WORK REQUEST: The answer should match the entries that follow exactly, except that no image appears in it.
SUPPLIED DATA section start
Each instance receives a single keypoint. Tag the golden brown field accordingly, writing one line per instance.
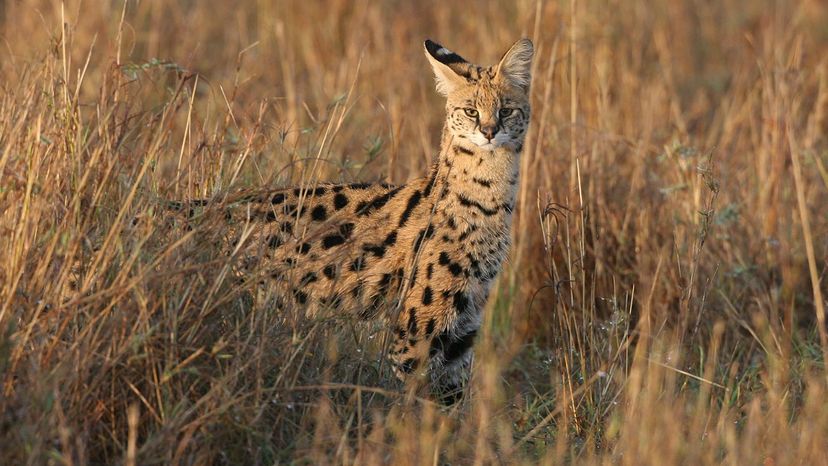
(665, 299)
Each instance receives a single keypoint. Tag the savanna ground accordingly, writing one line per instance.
(664, 302)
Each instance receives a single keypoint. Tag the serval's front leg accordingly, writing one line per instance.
(435, 340)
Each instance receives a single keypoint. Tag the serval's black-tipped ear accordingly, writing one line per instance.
(445, 64)
(516, 64)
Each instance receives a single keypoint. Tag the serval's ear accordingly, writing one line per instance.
(446, 65)
(516, 65)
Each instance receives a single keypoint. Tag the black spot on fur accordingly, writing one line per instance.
(377, 250)
(309, 277)
(319, 213)
(340, 201)
(424, 234)
(462, 150)
(274, 241)
(412, 203)
(356, 291)
(430, 326)
(409, 365)
(412, 322)
(482, 182)
(444, 259)
(332, 240)
(431, 182)
(390, 239)
(367, 207)
(464, 201)
(427, 296)
(466, 233)
(357, 264)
SUPPLIED DATA section end
OUTPUT:
Each instance receives a single keypoint. Tag the golden brown field accordingly, writing one line per instance.
(665, 299)
Each instance receives a single keypoint. Tag the savanna ground accordingly, writing one line per instance.
(664, 302)
Each instance receives a single keypoint. Tag the serval's front leg accordingly, writing one line per instance.
(435, 340)
Each instance receives a single keypoint. Tag the serval's black-tipped ear accordingly, writing one line per instance.
(445, 64)
(516, 64)
Each instance receives a single keypoint. Tag the serval's ear accordingly, writing one line per instance.
(446, 65)
(516, 65)
Each instance receives a single keypoint. Tag the black spot on fur accordingly, writing one line per instance.
(377, 250)
(309, 277)
(319, 213)
(340, 201)
(424, 234)
(462, 150)
(274, 241)
(412, 203)
(356, 291)
(430, 326)
(409, 365)
(412, 322)
(482, 182)
(444, 259)
(332, 240)
(431, 182)
(390, 239)
(367, 207)
(464, 201)
(427, 296)
(466, 233)
(357, 264)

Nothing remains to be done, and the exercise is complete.